_WHAT NEEDS TO BE DONE_: Every line from the line containing "the red engine" through the final line below is to be repeated exactly; no other line is.

Location identification items
'''
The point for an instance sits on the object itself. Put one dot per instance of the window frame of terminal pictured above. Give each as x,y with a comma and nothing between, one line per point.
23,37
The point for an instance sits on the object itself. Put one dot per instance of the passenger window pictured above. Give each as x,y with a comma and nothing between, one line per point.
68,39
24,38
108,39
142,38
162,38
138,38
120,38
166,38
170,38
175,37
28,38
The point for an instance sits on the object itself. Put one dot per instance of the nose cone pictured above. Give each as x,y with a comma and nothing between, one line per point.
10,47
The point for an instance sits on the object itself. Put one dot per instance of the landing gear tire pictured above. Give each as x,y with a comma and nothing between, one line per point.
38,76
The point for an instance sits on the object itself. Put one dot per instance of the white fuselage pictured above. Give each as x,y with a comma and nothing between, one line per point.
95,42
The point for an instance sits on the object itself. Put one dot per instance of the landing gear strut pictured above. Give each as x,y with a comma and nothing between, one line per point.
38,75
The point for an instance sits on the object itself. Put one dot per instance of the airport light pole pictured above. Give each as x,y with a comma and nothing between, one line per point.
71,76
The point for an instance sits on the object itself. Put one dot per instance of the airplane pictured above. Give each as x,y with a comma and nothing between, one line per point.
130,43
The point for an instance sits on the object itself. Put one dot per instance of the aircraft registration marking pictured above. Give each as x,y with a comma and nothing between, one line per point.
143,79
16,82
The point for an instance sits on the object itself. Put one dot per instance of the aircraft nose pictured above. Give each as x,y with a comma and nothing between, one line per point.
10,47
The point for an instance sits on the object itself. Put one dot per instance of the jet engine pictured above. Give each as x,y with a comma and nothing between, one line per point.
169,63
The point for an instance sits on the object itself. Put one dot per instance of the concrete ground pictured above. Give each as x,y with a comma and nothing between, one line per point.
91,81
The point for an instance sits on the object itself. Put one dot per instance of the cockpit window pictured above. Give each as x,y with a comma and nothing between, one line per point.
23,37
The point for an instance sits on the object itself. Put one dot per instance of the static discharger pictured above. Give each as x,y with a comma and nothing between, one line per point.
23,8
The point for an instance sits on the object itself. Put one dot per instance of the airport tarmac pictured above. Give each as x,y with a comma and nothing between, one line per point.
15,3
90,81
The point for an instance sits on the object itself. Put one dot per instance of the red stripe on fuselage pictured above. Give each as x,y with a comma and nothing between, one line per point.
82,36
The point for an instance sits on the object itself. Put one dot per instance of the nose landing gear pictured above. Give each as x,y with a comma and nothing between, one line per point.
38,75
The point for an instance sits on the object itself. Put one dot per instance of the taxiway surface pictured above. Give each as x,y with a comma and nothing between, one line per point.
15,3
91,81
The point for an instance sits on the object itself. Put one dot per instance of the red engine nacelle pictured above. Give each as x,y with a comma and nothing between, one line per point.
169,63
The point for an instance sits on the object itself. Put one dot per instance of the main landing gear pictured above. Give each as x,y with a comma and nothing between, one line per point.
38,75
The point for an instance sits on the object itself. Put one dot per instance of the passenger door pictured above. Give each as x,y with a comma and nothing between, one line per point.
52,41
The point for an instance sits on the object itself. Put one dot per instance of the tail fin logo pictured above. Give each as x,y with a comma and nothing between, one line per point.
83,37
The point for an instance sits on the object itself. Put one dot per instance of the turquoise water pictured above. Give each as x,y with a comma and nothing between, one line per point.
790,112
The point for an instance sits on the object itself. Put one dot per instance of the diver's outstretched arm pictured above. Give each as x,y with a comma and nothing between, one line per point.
'''
_THE OUTPUT_:
The point for an instance sits on the object itself. Put one dot per instance of the red engine nacelle pictured above. Give each as x,y with a comma and nothing between, one line per point.
169,63
The point for an instance sits on the object itself. Put one dot per instance of the main landing gear pictured above. Give each as x,y with a comma and nothing between, one line per point.
38,75
The point for an instance sits on the object itself. Put one dot per instance of the passenger door pictured above. Give each as x,y with a comma and nothing between, one line per point.
52,41
The point for an instance sits on the object itself. Put one dot per instance of the tail fin logo pictured above. Give each as x,y with a comma and nothing between, one line per point.
83,37
The point for an instance sits on the object itself. Put one dot per instance of the turquoise water pictured above. Give each as x,y with a comma and nothing between, one line per point.
790,112
The point for an instance sits on the object itself. Put one dot per instance of the diver's outstretched arm pictured above. Give each as x,y with a comma and nothing between, one line per point.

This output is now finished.